((

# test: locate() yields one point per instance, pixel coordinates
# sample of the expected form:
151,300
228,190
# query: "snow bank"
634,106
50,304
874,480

))

The problem
Each line of the listing has to be repeated exactly in the reply.

Task response
# test: locate() yields one point per instance, pixel coordinates
# sample of the expected form:
151,300
228,190
# query: "snow bank"
634,106
50,304
874,480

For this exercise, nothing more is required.